» Assignment
Begin at the line containing "[mark] the clear" and reproduce every line through the end of the entries below. Nothing else should appear.

Stored items from a collection

=== Section Start ===

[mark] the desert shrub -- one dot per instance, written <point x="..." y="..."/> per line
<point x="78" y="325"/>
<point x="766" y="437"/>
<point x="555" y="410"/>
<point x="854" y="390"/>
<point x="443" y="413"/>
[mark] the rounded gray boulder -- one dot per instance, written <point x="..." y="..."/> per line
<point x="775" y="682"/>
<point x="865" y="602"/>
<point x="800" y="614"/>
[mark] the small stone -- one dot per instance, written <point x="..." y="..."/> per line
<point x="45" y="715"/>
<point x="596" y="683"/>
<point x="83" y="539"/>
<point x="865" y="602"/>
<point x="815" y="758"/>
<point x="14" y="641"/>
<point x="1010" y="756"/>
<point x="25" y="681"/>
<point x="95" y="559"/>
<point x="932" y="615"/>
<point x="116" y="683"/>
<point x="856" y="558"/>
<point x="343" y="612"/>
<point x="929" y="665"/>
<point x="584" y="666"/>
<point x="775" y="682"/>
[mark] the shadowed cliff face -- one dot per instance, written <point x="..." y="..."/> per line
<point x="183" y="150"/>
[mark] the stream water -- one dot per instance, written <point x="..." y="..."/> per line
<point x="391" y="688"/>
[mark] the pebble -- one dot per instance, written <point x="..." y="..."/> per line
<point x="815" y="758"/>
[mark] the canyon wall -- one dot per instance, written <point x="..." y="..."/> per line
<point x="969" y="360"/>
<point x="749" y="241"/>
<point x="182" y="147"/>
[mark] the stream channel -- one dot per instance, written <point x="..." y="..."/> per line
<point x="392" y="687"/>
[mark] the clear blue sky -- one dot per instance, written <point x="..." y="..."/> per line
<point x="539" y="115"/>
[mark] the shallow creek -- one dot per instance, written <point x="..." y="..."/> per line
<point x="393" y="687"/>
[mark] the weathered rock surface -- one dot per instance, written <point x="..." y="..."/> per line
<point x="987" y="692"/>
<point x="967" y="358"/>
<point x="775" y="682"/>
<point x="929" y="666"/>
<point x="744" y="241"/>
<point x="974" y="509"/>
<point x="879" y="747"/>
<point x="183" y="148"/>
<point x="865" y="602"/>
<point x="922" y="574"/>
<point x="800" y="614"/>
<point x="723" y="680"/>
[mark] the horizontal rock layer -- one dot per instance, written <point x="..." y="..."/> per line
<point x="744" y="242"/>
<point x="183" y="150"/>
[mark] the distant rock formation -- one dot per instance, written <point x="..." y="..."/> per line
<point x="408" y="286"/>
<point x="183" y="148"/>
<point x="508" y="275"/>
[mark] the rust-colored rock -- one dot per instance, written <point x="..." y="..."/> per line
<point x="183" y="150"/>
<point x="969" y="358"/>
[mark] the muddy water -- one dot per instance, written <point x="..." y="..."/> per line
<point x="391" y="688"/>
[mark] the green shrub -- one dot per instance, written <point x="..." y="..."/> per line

=== Section End ===

» Completed task
[mark] the clear blue sky -- one dot per instance, written <point x="..." y="..."/> per line
<point x="539" y="115"/>
[mark] the shallow creek -- one dot per instance, written <point x="..." y="..."/> per line
<point x="393" y="687"/>
[mark] the weathered rock surface -- one dot per instance, written <point x="..." y="..."/> per line
<point x="987" y="692"/>
<point x="967" y="358"/>
<point x="775" y="682"/>
<point x="929" y="666"/>
<point x="744" y="241"/>
<point x="974" y="509"/>
<point x="879" y="747"/>
<point x="183" y="148"/>
<point x="865" y="602"/>
<point x="922" y="574"/>
<point x="800" y="614"/>
<point x="723" y="680"/>
[mark] the horizontal rock layer -- one dot per instance, written <point x="..." y="..."/> per line
<point x="744" y="242"/>
<point x="183" y="150"/>
[mark] the distant rock formation -- one dot per instance, written <point x="..." y="..."/> per line
<point x="408" y="286"/>
<point x="183" y="148"/>
<point x="508" y="275"/>
[mark] the rust-colored rock -- one dot per instance, written <point x="..." y="..."/> per line
<point x="183" y="150"/>
<point x="969" y="358"/>
[mark] the muddy water -- one dot per instance, written <point x="..." y="..."/> per line
<point x="391" y="688"/>
[mark] the green shrub -- one dot per instance, written <point x="..." y="..."/> per line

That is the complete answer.